:: Data section ::

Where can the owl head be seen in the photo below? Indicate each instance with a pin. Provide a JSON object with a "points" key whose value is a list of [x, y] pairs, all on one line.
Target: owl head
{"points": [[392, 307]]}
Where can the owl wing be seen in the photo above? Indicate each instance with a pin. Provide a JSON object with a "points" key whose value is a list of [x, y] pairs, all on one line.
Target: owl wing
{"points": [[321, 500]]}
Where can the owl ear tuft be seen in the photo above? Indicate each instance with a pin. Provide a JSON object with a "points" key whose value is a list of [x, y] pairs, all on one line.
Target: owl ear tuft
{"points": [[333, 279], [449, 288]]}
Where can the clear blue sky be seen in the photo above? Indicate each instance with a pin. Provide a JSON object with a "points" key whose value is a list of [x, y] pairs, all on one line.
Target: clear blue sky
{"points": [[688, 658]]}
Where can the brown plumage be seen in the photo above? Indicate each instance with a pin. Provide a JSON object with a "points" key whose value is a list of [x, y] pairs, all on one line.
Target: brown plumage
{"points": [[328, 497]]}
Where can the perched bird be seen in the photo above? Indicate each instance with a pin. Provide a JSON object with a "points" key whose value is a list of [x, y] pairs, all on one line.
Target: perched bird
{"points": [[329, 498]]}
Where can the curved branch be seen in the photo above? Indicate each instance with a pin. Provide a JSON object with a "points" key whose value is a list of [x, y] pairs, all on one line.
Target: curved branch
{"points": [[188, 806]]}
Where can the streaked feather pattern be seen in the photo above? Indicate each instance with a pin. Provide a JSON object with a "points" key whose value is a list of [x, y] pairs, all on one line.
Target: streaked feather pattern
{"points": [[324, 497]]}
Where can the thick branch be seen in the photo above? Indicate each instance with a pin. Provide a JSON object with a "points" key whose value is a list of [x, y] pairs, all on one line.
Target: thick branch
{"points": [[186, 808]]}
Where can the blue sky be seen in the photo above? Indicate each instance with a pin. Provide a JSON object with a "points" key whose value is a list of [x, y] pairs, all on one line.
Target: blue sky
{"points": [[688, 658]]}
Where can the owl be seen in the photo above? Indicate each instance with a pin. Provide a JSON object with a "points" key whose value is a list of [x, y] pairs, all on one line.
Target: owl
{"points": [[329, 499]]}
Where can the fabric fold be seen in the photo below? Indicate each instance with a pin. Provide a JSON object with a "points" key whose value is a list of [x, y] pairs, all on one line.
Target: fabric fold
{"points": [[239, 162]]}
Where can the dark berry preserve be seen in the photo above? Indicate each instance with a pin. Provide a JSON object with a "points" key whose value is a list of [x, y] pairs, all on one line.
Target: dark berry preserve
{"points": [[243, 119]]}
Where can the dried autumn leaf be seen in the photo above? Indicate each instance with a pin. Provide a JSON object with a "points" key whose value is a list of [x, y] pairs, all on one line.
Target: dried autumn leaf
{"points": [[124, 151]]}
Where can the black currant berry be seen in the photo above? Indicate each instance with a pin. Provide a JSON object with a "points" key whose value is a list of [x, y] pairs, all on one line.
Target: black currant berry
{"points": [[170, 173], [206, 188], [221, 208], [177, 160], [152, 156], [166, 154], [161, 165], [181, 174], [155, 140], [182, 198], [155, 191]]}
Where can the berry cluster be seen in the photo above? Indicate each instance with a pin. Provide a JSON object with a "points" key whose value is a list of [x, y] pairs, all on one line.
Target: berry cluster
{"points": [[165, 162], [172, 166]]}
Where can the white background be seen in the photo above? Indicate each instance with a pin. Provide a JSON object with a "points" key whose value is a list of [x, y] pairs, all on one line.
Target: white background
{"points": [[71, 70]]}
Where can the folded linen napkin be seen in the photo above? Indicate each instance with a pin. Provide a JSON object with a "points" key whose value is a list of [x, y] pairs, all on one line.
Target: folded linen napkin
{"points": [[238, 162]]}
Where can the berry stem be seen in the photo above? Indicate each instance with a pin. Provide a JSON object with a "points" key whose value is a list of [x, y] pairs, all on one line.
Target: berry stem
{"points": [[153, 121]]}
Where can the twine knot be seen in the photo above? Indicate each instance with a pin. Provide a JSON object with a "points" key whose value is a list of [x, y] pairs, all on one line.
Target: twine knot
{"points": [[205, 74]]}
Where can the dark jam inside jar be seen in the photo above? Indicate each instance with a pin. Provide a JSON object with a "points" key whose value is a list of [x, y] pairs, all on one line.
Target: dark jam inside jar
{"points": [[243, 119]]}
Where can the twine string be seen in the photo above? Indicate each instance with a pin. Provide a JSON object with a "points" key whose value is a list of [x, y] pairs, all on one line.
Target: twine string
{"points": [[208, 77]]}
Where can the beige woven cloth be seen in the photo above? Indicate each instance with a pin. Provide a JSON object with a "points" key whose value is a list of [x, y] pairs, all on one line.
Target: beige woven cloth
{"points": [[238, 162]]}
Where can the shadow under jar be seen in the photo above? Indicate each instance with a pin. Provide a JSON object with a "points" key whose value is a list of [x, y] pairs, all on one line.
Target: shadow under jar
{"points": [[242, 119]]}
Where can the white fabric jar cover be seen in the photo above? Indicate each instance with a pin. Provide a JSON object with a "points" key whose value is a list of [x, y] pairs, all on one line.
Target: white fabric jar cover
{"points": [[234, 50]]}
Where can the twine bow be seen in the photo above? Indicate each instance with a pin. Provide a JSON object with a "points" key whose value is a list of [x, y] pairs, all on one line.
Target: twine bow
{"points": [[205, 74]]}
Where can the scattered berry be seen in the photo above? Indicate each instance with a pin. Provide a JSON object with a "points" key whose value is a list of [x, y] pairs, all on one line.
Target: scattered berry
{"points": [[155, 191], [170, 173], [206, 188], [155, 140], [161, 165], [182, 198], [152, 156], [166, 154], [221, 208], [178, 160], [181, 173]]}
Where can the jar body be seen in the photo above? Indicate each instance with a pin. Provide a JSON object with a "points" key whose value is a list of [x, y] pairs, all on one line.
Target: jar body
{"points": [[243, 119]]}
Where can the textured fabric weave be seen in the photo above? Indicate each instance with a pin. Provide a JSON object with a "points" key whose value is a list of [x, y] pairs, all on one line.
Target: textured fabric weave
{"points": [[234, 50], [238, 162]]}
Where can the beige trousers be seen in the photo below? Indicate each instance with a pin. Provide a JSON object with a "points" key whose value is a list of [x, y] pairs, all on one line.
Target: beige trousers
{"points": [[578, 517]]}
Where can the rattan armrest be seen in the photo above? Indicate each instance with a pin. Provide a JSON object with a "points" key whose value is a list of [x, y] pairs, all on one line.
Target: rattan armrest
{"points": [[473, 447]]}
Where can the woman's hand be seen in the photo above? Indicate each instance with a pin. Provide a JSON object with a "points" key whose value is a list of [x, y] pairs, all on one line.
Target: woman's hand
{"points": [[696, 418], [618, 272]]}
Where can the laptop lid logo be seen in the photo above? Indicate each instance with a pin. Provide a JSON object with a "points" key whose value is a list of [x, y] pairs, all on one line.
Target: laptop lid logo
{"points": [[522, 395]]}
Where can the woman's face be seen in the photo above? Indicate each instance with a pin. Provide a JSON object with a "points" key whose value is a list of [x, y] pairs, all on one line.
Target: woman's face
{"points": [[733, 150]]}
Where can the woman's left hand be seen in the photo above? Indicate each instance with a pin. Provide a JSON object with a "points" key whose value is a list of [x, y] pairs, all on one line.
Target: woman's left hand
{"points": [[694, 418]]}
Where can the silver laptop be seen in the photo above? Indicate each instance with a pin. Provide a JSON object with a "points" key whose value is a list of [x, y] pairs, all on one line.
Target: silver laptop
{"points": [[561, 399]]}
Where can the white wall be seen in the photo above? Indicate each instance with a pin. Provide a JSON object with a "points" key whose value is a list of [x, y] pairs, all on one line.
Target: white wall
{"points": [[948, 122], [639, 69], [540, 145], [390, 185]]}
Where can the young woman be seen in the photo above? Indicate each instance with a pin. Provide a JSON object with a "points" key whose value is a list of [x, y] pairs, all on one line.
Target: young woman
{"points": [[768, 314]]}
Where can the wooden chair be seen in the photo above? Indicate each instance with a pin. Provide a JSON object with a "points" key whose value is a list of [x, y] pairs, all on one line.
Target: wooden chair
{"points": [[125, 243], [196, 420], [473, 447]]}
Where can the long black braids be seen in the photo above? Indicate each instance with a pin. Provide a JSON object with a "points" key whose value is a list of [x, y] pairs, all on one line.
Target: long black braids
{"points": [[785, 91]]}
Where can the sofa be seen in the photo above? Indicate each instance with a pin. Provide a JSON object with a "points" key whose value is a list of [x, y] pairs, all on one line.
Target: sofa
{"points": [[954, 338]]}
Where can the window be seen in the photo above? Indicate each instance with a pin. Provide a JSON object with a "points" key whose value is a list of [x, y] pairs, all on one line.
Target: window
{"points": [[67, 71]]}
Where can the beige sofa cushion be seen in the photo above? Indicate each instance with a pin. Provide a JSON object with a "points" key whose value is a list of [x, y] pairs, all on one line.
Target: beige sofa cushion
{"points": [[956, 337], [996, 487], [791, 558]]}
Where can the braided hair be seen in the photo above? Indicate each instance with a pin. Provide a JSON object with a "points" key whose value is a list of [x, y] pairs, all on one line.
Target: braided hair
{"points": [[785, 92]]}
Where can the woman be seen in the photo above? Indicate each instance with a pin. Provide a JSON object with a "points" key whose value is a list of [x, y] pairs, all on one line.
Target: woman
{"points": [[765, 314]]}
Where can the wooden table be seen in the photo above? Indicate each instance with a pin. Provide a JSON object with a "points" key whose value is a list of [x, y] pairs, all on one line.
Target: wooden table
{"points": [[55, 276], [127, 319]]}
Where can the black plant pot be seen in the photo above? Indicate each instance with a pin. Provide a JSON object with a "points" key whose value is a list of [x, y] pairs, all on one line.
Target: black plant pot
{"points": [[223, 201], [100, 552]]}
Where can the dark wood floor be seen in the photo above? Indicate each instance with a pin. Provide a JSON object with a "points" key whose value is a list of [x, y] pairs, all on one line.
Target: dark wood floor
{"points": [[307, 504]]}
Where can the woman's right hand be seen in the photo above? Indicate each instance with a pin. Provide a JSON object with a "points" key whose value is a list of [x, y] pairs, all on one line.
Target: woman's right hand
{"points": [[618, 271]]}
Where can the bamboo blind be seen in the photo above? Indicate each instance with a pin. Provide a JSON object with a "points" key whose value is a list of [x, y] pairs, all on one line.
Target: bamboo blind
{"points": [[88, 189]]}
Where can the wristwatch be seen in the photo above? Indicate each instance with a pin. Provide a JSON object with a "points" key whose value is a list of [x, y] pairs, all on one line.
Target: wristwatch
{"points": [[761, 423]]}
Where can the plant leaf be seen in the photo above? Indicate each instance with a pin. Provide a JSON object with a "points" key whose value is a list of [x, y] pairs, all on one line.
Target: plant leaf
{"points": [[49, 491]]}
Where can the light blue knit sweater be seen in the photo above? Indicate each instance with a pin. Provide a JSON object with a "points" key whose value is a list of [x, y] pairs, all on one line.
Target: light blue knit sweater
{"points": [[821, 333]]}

:::

• _Task goal_
The range runs from the line above containing "Target: beige trousers" to the line containing "Where can the woman's hand", inclusive. Restate those lines word for word and no others.

• _Response box_
Target: beige trousers
{"points": [[578, 517]]}
Where can the rattan armrest be seen in the photo above? Indicate each instance with a pin. Provide a JSON object with a "points" key whose value is a list of [x, y] pairs, all on one line.
Target: rattan armrest
{"points": [[473, 447]]}
Where can the woman's hand be seen in the photo above? Indicate each instance with a pin. Provide a JSON object with a "points" key whose value is a list of [x, y] pairs, all on one line.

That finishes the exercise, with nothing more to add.